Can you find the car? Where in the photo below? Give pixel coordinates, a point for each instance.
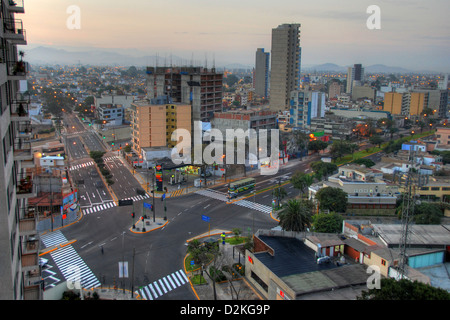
(94, 173)
(99, 184)
(43, 263)
(323, 260)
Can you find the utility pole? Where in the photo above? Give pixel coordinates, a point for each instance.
(412, 181)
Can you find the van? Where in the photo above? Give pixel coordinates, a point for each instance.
(323, 260)
(99, 184)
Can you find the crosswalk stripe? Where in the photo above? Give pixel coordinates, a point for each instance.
(153, 290)
(162, 285)
(176, 279)
(167, 283)
(157, 288)
(180, 277)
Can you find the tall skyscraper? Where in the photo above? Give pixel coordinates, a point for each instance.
(285, 65)
(20, 272)
(261, 79)
(355, 75)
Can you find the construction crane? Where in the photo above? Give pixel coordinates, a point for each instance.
(412, 180)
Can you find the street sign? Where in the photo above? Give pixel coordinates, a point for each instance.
(148, 205)
(123, 269)
(128, 202)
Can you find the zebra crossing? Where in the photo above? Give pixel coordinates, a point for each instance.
(99, 207)
(254, 206)
(111, 158)
(111, 204)
(243, 203)
(53, 239)
(213, 194)
(81, 165)
(72, 267)
(162, 286)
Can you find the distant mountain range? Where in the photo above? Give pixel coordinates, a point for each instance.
(376, 68)
(91, 56)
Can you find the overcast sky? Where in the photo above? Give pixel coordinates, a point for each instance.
(414, 34)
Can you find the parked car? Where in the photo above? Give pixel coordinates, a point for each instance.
(43, 262)
(99, 184)
(323, 260)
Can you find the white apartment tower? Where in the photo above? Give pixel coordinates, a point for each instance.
(20, 273)
(285, 65)
(261, 77)
(355, 76)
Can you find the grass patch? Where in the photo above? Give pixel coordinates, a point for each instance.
(364, 153)
(198, 279)
(235, 240)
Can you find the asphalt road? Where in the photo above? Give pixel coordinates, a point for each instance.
(156, 254)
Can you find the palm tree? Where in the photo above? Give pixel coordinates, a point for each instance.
(301, 181)
(296, 216)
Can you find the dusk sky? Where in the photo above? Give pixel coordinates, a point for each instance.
(414, 34)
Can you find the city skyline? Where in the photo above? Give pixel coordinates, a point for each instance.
(412, 35)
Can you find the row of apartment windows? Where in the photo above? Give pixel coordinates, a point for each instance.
(435, 188)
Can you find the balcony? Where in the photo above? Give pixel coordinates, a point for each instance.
(30, 262)
(33, 292)
(19, 110)
(24, 129)
(17, 70)
(22, 150)
(26, 189)
(14, 32)
(16, 6)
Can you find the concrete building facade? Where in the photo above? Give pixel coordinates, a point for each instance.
(285, 65)
(153, 124)
(262, 65)
(201, 88)
(19, 240)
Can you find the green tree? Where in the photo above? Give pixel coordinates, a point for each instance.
(427, 213)
(391, 289)
(296, 216)
(333, 199)
(363, 161)
(329, 223)
(376, 140)
(323, 169)
(301, 181)
(339, 148)
(317, 145)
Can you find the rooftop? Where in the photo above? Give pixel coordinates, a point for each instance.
(295, 264)
(420, 235)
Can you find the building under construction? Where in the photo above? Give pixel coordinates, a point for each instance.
(197, 86)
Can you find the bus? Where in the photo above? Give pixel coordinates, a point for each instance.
(239, 187)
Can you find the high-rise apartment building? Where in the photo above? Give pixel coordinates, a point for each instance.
(285, 65)
(261, 75)
(355, 76)
(199, 87)
(304, 106)
(153, 123)
(20, 272)
(406, 104)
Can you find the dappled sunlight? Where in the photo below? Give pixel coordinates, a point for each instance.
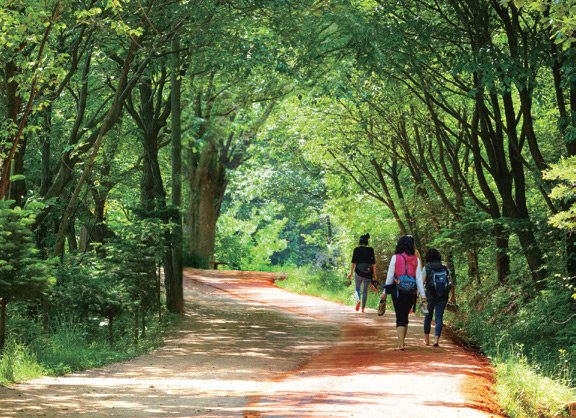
(246, 347)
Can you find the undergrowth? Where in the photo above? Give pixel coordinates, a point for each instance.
(71, 348)
(539, 385)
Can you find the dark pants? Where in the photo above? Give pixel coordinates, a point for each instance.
(402, 305)
(438, 305)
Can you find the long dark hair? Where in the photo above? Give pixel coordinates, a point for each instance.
(405, 245)
(433, 255)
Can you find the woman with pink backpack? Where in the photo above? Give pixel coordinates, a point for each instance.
(403, 282)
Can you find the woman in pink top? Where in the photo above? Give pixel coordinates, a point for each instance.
(404, 262)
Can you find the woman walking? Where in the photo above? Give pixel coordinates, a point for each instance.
(363, 269)
(404, 291)
(439, 287)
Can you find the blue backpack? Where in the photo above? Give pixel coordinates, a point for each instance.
(439, 281)
(405, 284)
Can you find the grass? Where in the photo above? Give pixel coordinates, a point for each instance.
(72, 348)
(524, 393)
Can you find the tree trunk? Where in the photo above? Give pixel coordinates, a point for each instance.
(206, 184)
(111, 328)
(3, 304)
(176, 125)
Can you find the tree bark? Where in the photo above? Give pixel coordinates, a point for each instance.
(176, 128)
(206, 184)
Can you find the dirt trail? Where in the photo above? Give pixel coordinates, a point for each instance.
(248, 348)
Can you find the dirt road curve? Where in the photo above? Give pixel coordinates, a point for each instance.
(248, 348)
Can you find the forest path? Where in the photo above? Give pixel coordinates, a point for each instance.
(249, 348)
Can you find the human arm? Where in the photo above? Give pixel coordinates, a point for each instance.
(452, 295)
(352, 270)
(419, 281)
(391, 270)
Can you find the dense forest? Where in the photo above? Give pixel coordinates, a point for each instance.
(140, 137)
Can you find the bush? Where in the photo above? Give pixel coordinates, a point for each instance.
(523, 392)
(18, 363)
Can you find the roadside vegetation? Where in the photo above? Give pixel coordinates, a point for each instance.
(141, 137)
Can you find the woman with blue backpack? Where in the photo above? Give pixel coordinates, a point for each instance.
(403, 282)
(439, 289)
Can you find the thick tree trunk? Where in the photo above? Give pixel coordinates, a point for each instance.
(176, 125)
(206, 184)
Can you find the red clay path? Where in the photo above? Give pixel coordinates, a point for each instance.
(249, 348)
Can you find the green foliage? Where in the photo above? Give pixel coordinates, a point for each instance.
(18, 363)
(22, 274)
(524, 392)
(249, 237)
(330, 285)
(565, 192)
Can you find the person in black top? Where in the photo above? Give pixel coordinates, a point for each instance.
(437, 294)
(363, 269)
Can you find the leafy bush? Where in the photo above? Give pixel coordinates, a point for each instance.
(523, 392)
(18, 363)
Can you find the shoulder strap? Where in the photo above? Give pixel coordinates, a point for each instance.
(405, 264)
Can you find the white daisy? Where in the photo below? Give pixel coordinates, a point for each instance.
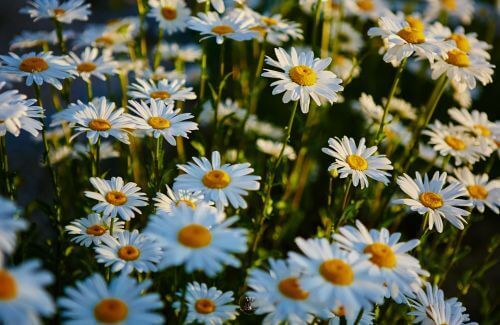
(123, 301)
(357, 161)
(158, 119)
(62, 11)
(116, 198)
(38, 68)
(235, 27)
(23, 295)
(197, 239)
(208, 306)
(90, 230)
(91, 64)
(171, 15)
(129, 251)
(428, 197)
(279, 295)
(303, 77)
(335, 277)
(481, 191)
(223, 184)
(389, 257)
(166, 90)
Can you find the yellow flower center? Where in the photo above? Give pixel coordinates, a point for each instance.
(223, 30)
(96, 230)
(412, 35)
(169, 13)
(110, 311)
(33, 64)
(382, 255)
(159, 123)
(99, 124)
(129, 253)
(290, 288)
(454, 143)
(8, 286)
(357, 162)
(431, 200)
(86, 67)
(216, 179)
(337, 272)
(195, 236)
(458, 58)
(116, 198)
(477, 192)
(303, 75)
(204, 306)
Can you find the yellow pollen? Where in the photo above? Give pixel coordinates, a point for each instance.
(204, 306)
(290, 288)
(110, 311)
(159, 123)
(86, 67)
(431, 200)
(303, 75)
(337, 272)
(33, 64)
(382, 255)
(458, 58)
(454, 143)
(223, 30)
(412, 35)
(8, 286)
(129, 253)
(194, 236)
(169, 13)
(116, 198)
(96, 230)
(216, 179)
(477, 192)
(99, 124)
(357, 162)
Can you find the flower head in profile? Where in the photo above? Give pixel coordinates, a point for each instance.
(223, 184)
(357, 161)
(122, 301)
(428, 197)
(38, 68)
(302, 77)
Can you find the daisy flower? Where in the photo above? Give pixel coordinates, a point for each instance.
(38, 68)
(197, 239)
(389, 257)
(279, 295)
(428, 197)
(62, 11)
(123, 301)
(335, 277)
(481, 191)
(208, 305)
(452, 140)
(91, 64)
(235, 27)
(171, 15)
(165, 203)
(129, 251)
(90, 230)
(117, 198)
(303, 77)
(357, 161)
(165, 90)
(223, 184)
(158, 119)
(23, 295)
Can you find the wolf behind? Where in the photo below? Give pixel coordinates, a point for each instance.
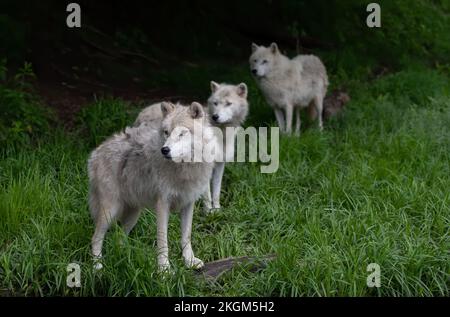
(150, 166)
(289, 84)
(227, 108)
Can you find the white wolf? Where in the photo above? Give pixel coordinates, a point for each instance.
(137, 169)
(228, 108)
(289, 84)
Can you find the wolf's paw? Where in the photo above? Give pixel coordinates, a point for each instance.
(164, 269)
(194, 263)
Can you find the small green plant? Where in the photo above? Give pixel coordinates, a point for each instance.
(22, 116)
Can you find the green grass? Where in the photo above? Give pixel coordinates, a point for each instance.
(373, 187)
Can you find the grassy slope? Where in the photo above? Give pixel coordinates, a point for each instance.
(373, 187)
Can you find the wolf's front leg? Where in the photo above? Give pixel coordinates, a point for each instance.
(217, 183)
(318, 101)
(186, 228)
(162, 222)
(280, 118)
(207, 198)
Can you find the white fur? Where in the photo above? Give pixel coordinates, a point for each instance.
(229, 103)
(289, 84)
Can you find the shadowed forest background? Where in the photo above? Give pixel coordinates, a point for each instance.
(373, 187)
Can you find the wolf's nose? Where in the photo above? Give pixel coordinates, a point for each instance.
(165, 150)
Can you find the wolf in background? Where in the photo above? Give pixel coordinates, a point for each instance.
(289, 84)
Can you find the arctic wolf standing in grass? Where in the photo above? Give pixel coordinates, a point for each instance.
(289, 84)
(151, 166)
(227, 107)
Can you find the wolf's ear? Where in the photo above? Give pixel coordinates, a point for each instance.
(214, 86)
(274, 48)
(242, 90)
(166, 108)
(196, 110)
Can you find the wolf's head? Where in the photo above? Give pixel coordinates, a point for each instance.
(263, 59)
(185, 131)
(228, 104)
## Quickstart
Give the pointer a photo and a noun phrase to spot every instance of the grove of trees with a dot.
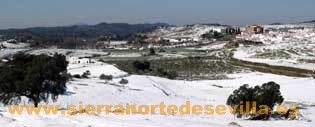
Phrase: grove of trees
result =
(268, 94)
(36, 77)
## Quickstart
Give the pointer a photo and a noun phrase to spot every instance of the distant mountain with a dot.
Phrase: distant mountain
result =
(311, 21)
(276, 23)
(83, 31)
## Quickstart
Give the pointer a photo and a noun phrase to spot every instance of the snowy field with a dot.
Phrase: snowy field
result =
(153, 90)
(292, 48)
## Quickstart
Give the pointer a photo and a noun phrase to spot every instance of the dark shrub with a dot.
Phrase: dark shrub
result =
(106, 77)
(36, 77)
(268, 94)
(123, 81)
(86, 74)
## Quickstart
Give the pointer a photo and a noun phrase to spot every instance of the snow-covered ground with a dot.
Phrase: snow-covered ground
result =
(153, 90)
(293, 47)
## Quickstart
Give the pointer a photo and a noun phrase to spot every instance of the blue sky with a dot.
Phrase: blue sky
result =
(29, 13)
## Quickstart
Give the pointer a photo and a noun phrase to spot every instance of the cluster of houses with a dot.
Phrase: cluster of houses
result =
(79, 60)
(110, 44)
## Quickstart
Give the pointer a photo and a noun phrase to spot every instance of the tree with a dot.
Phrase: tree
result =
(268, 94)
(36, 77)
(152, 52)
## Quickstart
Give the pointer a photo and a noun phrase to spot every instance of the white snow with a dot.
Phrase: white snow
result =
(153, 90)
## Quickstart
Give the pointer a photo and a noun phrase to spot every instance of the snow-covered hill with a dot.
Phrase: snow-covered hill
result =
(285, 45)
(153, 90)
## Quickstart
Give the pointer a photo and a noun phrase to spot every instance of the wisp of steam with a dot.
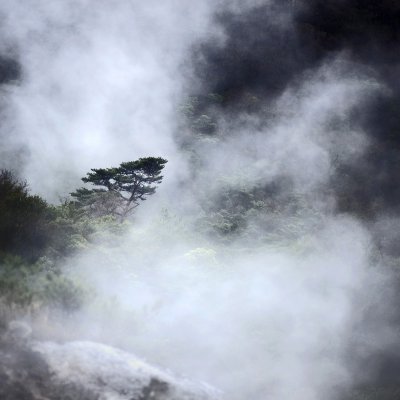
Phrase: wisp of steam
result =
(103, 82)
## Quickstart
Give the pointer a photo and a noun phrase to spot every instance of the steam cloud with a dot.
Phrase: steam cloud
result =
(305, 97)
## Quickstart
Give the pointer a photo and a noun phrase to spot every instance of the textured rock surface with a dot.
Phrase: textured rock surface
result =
(85, 371)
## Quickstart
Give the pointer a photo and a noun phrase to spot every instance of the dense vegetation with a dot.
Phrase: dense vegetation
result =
(36, 237)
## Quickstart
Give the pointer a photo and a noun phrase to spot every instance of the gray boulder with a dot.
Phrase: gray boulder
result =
(86, 371)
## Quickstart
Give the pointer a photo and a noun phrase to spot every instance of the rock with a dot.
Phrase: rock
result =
(87, 371)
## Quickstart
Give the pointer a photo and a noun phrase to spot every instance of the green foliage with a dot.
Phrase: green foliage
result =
(119, 190)
(35, 286)
(24, 219)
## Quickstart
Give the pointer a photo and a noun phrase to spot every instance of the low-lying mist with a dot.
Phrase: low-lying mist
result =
(244, 270)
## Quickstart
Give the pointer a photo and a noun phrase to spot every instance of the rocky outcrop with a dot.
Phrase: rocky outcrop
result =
(32, 370)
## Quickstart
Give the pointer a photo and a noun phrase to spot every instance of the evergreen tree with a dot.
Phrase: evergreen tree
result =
(119, 190)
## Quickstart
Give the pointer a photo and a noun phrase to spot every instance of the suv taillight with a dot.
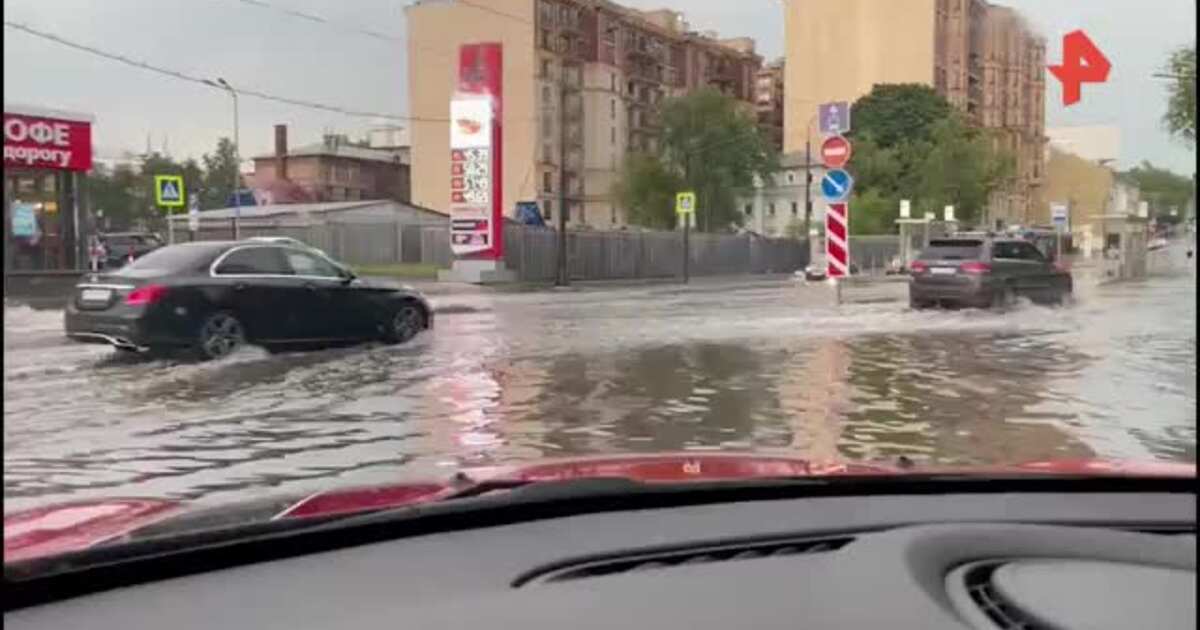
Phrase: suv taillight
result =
(975, 268)
(144, 295)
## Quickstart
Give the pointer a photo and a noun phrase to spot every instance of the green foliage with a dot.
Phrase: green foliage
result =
(126, 196)
(898, 113)
(647, 189)
(709, 144)
(220, 172)
(911, 144)
(1162, 189)
(1181, 105)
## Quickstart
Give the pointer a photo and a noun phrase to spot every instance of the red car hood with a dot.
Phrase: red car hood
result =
(65, 527)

* [WORK ORDER]: Each line above that contains the word "gray" should be returned.

* [SOLUTION TO THIS TASK]:
Give the pointer a photo and a noun phrase to spot every instance of the gray boulder with a dot.
Phrase: gray boulder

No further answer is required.